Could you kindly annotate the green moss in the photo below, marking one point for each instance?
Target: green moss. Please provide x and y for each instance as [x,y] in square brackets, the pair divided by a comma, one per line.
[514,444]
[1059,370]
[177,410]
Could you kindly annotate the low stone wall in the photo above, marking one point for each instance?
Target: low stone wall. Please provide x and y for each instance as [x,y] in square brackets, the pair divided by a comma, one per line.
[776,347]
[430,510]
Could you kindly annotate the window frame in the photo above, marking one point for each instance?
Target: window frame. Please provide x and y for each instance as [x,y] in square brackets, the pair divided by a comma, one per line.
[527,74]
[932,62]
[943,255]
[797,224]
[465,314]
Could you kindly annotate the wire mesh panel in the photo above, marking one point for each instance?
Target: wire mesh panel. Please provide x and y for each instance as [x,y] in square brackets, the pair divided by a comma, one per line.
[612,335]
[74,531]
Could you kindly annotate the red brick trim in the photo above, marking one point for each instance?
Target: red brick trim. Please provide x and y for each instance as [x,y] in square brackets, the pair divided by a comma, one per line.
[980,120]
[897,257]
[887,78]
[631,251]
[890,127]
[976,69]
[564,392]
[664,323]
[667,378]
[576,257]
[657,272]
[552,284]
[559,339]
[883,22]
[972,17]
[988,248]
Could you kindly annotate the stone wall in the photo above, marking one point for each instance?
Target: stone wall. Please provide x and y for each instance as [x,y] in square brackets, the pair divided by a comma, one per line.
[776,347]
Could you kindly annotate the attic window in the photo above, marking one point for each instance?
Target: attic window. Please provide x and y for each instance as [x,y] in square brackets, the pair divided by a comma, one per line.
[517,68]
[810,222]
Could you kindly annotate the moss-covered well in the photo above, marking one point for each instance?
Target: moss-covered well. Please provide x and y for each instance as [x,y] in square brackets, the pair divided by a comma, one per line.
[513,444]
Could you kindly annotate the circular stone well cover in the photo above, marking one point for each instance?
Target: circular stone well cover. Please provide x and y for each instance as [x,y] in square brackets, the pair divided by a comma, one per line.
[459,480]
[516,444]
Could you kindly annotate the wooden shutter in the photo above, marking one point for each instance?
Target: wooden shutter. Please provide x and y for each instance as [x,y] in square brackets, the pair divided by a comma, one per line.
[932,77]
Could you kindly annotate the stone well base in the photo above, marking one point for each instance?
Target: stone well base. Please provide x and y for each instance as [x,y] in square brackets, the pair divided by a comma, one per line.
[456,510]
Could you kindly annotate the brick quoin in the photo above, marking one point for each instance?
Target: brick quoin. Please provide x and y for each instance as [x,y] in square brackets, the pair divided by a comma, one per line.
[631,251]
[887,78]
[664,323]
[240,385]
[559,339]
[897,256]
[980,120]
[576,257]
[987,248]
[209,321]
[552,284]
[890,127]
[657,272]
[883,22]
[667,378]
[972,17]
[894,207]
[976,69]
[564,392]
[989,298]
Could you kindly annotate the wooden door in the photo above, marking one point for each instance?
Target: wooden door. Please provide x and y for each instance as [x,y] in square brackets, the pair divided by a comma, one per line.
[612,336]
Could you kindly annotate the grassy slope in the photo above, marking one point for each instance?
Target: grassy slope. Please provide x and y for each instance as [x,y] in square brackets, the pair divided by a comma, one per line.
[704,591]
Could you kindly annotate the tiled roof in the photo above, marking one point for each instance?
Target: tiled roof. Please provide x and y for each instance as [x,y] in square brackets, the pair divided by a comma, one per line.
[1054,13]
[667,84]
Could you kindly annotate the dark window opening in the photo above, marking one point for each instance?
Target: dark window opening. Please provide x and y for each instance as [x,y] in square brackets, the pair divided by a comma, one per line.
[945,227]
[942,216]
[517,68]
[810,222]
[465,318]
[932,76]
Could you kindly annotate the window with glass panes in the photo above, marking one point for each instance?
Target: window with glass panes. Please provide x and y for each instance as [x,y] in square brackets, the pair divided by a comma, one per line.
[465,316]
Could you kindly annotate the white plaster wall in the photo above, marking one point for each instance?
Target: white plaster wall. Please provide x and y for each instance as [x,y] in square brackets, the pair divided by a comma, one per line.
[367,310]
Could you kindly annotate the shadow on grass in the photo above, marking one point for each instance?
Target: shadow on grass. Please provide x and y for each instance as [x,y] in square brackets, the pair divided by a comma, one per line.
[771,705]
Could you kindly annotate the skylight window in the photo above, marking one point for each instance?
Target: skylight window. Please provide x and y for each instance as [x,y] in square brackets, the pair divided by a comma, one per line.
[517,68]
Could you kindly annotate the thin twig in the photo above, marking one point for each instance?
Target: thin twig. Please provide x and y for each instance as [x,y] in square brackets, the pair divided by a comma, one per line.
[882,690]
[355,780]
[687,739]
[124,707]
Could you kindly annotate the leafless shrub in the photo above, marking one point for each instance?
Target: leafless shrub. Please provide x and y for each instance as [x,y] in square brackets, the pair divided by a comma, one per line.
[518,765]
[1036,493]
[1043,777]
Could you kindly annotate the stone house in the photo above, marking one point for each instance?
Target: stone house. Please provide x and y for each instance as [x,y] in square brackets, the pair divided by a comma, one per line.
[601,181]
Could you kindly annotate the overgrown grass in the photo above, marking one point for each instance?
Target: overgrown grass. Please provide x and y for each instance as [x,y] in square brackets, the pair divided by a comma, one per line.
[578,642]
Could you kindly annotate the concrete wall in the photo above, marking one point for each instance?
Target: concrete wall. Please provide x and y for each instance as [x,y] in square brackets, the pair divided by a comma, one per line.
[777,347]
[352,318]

......

:: Your objective ::
Repeat the preceding lines exactly, please, every one of them.

:: Exercise answer ::
Could you kindly annotate the green moss in the photo below, marking one point for each instance?
Target: green moss. Please provide x and y for each instance as [x,y] in square brackets, the pair divided by a comma, one per line.
[514,444]
[1059,370]
[177,410]
Could you kindly annotate the low stone wall in the photo above, marking one point for each instance?
Target: low stone wall. Please provide x and y for each instance as [x,y] in square brackets, the pair divided by a comma, one per line.
[776,347]
[430,510]
Could you kindly annotate the window frame in the photo above, marking one point for each instance?
Target: window frame. Please provide x and y for each instance as [x,y] in square brackets, the pair divided by a comma, one per line.
[527,74]
[932,62]
[943,255]
[797,224]
[465,314]
Could you kindly annotate the wire mesh panel in the photo above, marking one point for each instance?
Target: wire mesh panel. Please provide x and y for each instance as [x,y] in square brackets, the pair divided by a comma, one per line.
[612,335]
[74,531]
Could you kindly annotate the red brick trim in the photo above, marking one point for each instance?
Target: red brick trim. Please provide x and y for each instance as [x,y] in square brackets, the pair divided by a comma, one per line.
[980,120]
[897,257]
[887,78]
[631,251]
[890,127]
[976,69]
[564,392]
[664,323]
[667,378]
[576,257]
[657,272]
[552,284]
[559,339]
[883,22]
[972,17]
[988,248]
Could you kindly annotate the stone wall in the photo above, marking one point for each instance?
Target: stone wall. Please provide x and y for each instance as [x,y] in square brackets, the pair divided by a comma, one per line.
[776,347]
Could you kindly annotate the attic window in the photo above, marking one point for each instance?
Target: attic window. Please provide x and y for each instance as [x,y] in square brackets, the pair divided by a comma, one per line.
[517,68]
[810,222]
Could you kindly annotate the moss-covered well in the photo above, marking one point for each instance?
Target: moss-covered well. Please provide x and y for each instance as [x,y] in square brackets, the pair divided by a comma, one per line.
[513,444]
Could you kindly annotate the circular stone well cover in the photo above, marking one point for each instance?
Target: circular stone well cover. Please provide x and y for each instance as [x,y] in square brackets, the pair divided by a comma, one per line.
[459,480]
[516,444]
Could you kindly annotate the wooden shutter in the photo above, marking one point for each instance?
Target: wooden shutter. Please provide x and y for each instance as [x,y] in square brackets, the pair divided by a comma, one per line.
[932,77]
Could you kindly annotate the stone well base in the photo above, marking one point for each instance?
Target: stone well base. Please provide x and y for each instance as [x,y] in square brackets, the pair divided by a comma, one per line.
[456,510]
Could you kindly annotate the brick quoin in the photo above, marking one point for each instance?
Target: brick quoin. Please provide x and y for each instance as [x,y] in square brackets, the pair divided by a comma, one per line.
[631,251]
[887,78]
[664,323]
[240,385]
[559,339]
[897,256]
[980,120]
[576,257]
[987,248]
[209,321]
[552,284]
[890,127]
[657,272]
[883,22]
[667,378]
[972,17]
[894,207]
[976,69]
[564,392]
[989,298]
Could you kindly annotate the wooden door in the photo above, marking one point for each instance?
Target: wooden door. Please provide x and y for each instance as [x,y] in square brackets, the pair divided by a comma, one per line.
[612,336]
Could you kindly annotate the grassy slope in the photo above, marking one point for each instance?
Target: grassy slope. Please provide x and y for each instance as [x,y] in square brackets, the pair divided by a comma, one per line.
[704,591]
Could you kindly annotate the tiled roof in the photo above, marking one point for each instance?
Target: tiled roof. Please provide x and y for each instance as [x,y] in square brackets, the pair divided by a comma, one per line.
[1054,13]
[667,84]
Could you kindly annotate the dark window opening in the photo above, marking one point for each instance?
Target: dark window opening. Please provide x and y for each instance as [x,y] in square brackets, the pair divided by a comma, one per line.
[945,227]
[942,216]
[517,68]
[810,222]
[465,318]
[932,76]
Could you kindly annotate the window with glass panes in the photo above, marking one point for each instance?
Target: window with glass panes. Please provide x and y for each instance as [x,y] in square brackets, the pair divided by a comma, one per line.
[465,316]
Could you kindly annotate the white plaster wall in the photo above, marking one point for each instance?
Target: white plaster wall. Please provide x and y for each instance as [x,y] in square brackets, the pair divided by a comma, one per line.
[367,310]
Could you kindly annotate the shadow on grass in the photo above, marking one point for each instance?
Target: shadow on grass. Please provide x and y for each instance as [x,y] in square brackets, the pair divided by a comma, one per line.
[771,705]
Could you kindly annotate the skylight window in the photo above, marking one point for each instance?
Target: skylight window. Please provide x and y for each instance as [x,y] in square brackets, the pair divided by a comma, one per line.
[517,68]
Could you kindly annotate the thin twig in the photo above, marking one point for each instance?
Target: thin twig. Please provide x and y for each instance as [x,y] in square brackets, the pair divided by a comma, one per line.
[882,690]
[355,780]
[687,739]
[124,707]
Could you kindly annotate the leafless shrub in the photo above, marking one point for each instance?
Target: leafless shrub. Please provide x and y for each instance as [x,y] in square brackets, the pair divided by a comma, one per line.
[518,765]
[1036,493]
[1043,777]
Could you kindly annotate the stone house in the photo above, marking one point for each instance?
Target: stone house. Please provide x and y for each instance as [x,y] in square brackets, the pair divided by a comma, one per line.
[601,181]
Could you kindly annotate the overgrown grass in the photo above, marking one point for each instance?
Target: overgrown grass. Please provide x and y for each instance as [x,y] in square brackets, the pair divided by a comma, one per line.
[578,642]
Could you kindly annotate the concrete wall in the photo above, marking one point for each instance?
Target: concrete wall. Please provide x and y for each instance as [x,y] in square brackets, the pair divided by a comma, one per line.
[777,347]
[352,318]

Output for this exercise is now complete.